Assignment: Every line below should be set down exactly as it appears.

Records drawn from a dataset:
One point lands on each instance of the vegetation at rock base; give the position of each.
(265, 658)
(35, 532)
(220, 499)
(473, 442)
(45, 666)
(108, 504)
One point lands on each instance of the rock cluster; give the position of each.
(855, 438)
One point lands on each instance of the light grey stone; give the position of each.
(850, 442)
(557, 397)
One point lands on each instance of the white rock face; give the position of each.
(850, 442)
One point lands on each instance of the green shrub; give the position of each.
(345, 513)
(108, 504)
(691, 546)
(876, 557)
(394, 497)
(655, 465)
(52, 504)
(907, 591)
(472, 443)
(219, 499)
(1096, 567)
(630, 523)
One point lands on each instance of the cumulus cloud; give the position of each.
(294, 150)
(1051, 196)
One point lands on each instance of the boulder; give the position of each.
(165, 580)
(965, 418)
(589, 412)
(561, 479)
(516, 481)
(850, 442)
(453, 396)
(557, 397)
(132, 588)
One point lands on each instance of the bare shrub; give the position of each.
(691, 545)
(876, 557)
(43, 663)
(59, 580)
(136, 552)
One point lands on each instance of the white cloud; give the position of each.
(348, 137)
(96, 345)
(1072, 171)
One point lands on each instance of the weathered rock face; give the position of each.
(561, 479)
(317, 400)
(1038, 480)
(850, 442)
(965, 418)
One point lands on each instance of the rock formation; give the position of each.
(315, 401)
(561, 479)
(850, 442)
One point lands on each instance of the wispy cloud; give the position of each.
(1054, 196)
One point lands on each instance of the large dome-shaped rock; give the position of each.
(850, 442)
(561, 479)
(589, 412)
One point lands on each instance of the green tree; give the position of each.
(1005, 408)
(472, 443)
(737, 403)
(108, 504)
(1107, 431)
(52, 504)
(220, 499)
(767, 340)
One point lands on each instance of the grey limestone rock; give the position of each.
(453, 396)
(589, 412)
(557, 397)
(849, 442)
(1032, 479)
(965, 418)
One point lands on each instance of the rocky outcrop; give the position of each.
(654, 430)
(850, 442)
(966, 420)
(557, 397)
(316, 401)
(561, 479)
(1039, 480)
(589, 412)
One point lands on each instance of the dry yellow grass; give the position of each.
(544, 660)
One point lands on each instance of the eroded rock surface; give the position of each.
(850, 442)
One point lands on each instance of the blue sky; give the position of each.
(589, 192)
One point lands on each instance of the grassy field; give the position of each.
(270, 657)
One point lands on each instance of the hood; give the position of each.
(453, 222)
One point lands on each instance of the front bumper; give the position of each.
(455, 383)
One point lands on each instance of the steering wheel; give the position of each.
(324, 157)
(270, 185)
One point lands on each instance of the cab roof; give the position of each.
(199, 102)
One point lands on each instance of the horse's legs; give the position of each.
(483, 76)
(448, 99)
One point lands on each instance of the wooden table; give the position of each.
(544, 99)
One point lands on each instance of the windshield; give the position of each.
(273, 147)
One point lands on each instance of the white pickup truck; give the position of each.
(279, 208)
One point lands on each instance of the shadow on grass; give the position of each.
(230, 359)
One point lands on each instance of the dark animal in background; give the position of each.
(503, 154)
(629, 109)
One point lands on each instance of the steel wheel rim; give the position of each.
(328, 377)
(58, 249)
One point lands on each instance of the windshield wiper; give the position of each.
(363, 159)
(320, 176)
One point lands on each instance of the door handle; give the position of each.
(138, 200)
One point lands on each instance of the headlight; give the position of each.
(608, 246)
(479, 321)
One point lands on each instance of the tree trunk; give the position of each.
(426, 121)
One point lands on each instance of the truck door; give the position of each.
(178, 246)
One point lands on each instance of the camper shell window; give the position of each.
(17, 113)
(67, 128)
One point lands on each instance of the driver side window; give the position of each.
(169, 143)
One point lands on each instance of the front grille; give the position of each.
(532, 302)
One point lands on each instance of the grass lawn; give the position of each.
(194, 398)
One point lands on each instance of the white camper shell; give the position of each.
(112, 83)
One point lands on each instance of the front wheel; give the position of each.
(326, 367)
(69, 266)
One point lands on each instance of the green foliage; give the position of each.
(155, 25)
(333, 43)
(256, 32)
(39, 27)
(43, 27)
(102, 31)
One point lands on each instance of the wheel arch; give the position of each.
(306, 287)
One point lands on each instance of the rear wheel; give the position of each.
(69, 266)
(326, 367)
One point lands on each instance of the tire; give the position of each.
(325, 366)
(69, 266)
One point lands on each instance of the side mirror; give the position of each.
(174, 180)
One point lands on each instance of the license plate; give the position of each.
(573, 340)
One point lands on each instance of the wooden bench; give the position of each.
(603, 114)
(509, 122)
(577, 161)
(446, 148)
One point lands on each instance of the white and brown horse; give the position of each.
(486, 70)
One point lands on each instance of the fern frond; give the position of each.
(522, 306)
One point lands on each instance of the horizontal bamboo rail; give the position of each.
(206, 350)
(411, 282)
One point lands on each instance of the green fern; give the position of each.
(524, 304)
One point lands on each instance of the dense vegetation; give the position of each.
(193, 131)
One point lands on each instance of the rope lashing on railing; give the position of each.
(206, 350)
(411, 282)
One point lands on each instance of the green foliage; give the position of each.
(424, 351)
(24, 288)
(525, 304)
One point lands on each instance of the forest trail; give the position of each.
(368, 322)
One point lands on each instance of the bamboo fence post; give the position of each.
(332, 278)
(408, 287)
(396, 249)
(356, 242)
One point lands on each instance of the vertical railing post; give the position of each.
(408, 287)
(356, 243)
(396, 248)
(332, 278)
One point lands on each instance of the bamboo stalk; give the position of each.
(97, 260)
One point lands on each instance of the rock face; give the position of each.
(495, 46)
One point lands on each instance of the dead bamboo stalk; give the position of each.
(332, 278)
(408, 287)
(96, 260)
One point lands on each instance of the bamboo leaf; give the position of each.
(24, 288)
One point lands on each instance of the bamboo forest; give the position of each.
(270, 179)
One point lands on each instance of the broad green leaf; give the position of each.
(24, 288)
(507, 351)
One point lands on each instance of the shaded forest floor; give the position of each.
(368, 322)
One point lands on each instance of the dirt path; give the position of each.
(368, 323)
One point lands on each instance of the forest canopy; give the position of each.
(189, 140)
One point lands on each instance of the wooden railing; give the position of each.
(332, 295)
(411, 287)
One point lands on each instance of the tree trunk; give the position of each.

Your solution:
One point lands on each instance of the vegetation at rock base; give the position of each.
(265, 658)
(35, 532)
(220, 499)
(473, 442)
(45, 666)
(108, 504)
One point lands on each instance of the rock cluster; give the position of each.
(855, 438)
One point lands on each instance of the light grey stone; give the position of each.
(850, 442)
(557, 397)
One point lands on each instance of the white rock face; give the position of each.
(850, 442)
One point lands on each instance of the green shrub; give the position of each.
(345, 513)
(108, 504)
(691, 546)
(876, 557)
(394, 497)
(655, 465)
(52, 504)
(907, 591)
(472, 443)
(219, 499)
(1096, 567)
(630, 523)
One point lands on each instance of the cumulus cloud; give the position of each.
(294, 150)
(1051, 196)
One point lands on each instance of the boulder; give the position of each.
(165, 580)
(965, 418)
(589, 412)
(561, 479)
(516, 481)
(850, 442)
(453, 396)
(557, 397)
(132, 588)
One point lands on each instance of the bare shrub; give the position of each.
(691, 545)
(876, 557)
(43, 663)
(59, 580)
(136, 552)
One point lands on each instance of the white cloud; give the position of each.
(348, 137)
(96, 345)
(1072, 171)
One point lands on each instance of the weathered rock face; give the position of each.
(561, 479)
(317, 400)
(1038, 480)
(850, 442)
(965, 418)
One point lands on each instance of the rock formation; give the position of each.
(315, 401)
(561, 479)
(850, 442)
One point lands on each instance of the wispy cloud; give the position of each.
(1054, 196)
One point lands on each instance of the large dome-shaped rock; give the position of each.
(850, 442)
(561, 479)
(589, 412)
One point lands on each instance of the green tree; give the position of each.
(1005, 408)
(472, 443)
(737, 403)
(108, 504)
(1107, 431)
(52, 504)
(220, 499)
(767, 340)
One point lands on each instance of the grey limestone rock; give the position of each.
(453, 396)
(589, 412)
(557, 397)
(849, 442)
(1032, 479)
(965, 418)
One point lands on each instance of the rocky outcrop; give the position of each.
(654, 430)
(850, 442)
(966, 420)
(557, 397)
(316, 401)
(561, 479)
(1039, 480)
(589, 412)
One point lands on each instance of the dry yellow grass; give the position of each.
(544, 660)
One point lands on each instance of the eroded rock surface; give the position of each.
(850, 442)
One point lands on each instance of the blue sky; give the position of each.
(589, 192)
One point lands on each instance of the grassy field; give the position of each.
(270, 657)
One point lands on each instance of the hood; give the position of each.
(453, 222)
One point lands on each instance of the front bumper; give the position of each.
(455, 383)
One point lands on each instance of the steering wheel; give the position of each.
(324, 157)
(270, 185)
One point lands on each instance of the cab roof; give the position of each.
(199, 102)
One point lands on each instance of the horse's legs; give the position of each.
(483, 76)
(448, 99)
One point lands on each instance of the wooden table; give the position of each.
(544, 99)
One point lands on each instance of the windshield; give the position of each.
(273, 147)
One point lands on each instance of the white pickup truck; give the position of each.
(279, 208)
One point lands on each instance of the shadow on grass; give the position of each.
(230, 359)
One point lands on each instance of the dark animal in background; give the position of each.
(503, 154)
(629, 109)
One point lands on each instance of the steel wheel rim; give the position of each.
(328, 377)
(58, 249)
One point lands on each instance of the windshield wiper; give the position of each.
(363, 159)
(320, 176)
One point lands on each instance of the door handle; give the position of each.
(138, 200)
One point lands on each instance of the headlight; give the position of each.
(608, 246)
(479, 321)
One point lands on each instance of the tree trunk; give the position of each.
(426, 121)
One point lands on each instance of the truck door; give the position of each.
(178, 246)
One point lands on each instance of the camper shell window; give the position of each.
(17, 113)
(67, 128)
One point lands on each instance of the driver side window; give the position of each.
(169, 143)
One point lands on each instance of the front grille; give the position of each.
(532, 302)
One point lands on each instance of the grass lawn; give the position of each.
(194, 398)
One point lands on each instance of the white camper shell; give the position of each.
(112, 83)
One point lands on each instance of the front wheel; give the position of each.
(326, 367)
(69, 266)
One point lands on each instance of the green foliage; give the position of each.
(155, 25)
(333, 43)
(256, 32)
(39, 27)
(43, 27)
(102, 31)
One point lands on each instance of the wheel arch; give the position of each.
(306, 287)
One point lands on each instance of the rear wheel; give the position of each.
(69, 266)
(326, 367)
One point lands on each instance of the tire; give the position of each.
(325, 366)
(69, 266)
One point lands on each instance of the side mirror; give the position of each.
(174, 180)
One point lands on each instance of the license plate; give the position of each.
(573, 340)
One point lands on each instance of the wooden bench; give the position of each.
(603, 114)
(509, 122)
(577, 161)
(446, 148)
One point lands on each instance of the white and brown horse; give the position of each.
(486, 70)
One point lands on each instance of the fern frond; give the position of each.
(522, 306)
One point lands on each instance of the horizontal bamboo rail; give the position of each.
(206, 350)
(411, 282)
One point lands on each instance of the green fern; give the position of each.
(524, 304)
One point lands on each instance of the dense vegetation; give the position of each.
(193, 131)
One point lands on each instance of the rope lashing on railing; give the position of each.
(206, 350)
(411, 282)
One point lands on each instance of the green foliage; give the position of each.
(424, 351)
(24, 288)
(525, 304)
One point lands on each instance of the forest trail; give the position of each.
(368, 322)
One point lands on each instance of the bamboo fence post; give the position of each.
(332, 278)
(408, 287)
(396, 249)
(356, 242)
One point lands on each instance of the vertical railing post; give the position of each.
(408, 287)
(356, 243)
(396, 248)
(332, 278)
One point lands on each instance of the bamboo stalk; give the position of each.
(97, 260)
One point lands on each instance of the rock face; give the position of each.
(495, 46)
One point lands on each instance of the dead bamboo stalk; give the position of each.
(332, 278)
(408, 287)
(96, 260)
One point lands on each instance of the bamboo leaf; give the position of each.
(24, 288)
One point lands on each instance of the bamboo forest; give the position of each.
(270, 179)
One point lands on each instance of the broad green leaf; give the position of each.
(24, 288)
(507, 351)
One point lands on each instance of the shaded forest floor; give the position of each.
(368, 322)
One point lands on each instance of the dirt path; give the position of each.
(368, 323)
One point lands on each instance of the forest canopy; give the position of each.
(189, 140)
One point lands on each instance of the wooden railing; give the position of each.
(332, 295)
(411, 287)
One point lands on each instance of the tree trunk; give the position of each.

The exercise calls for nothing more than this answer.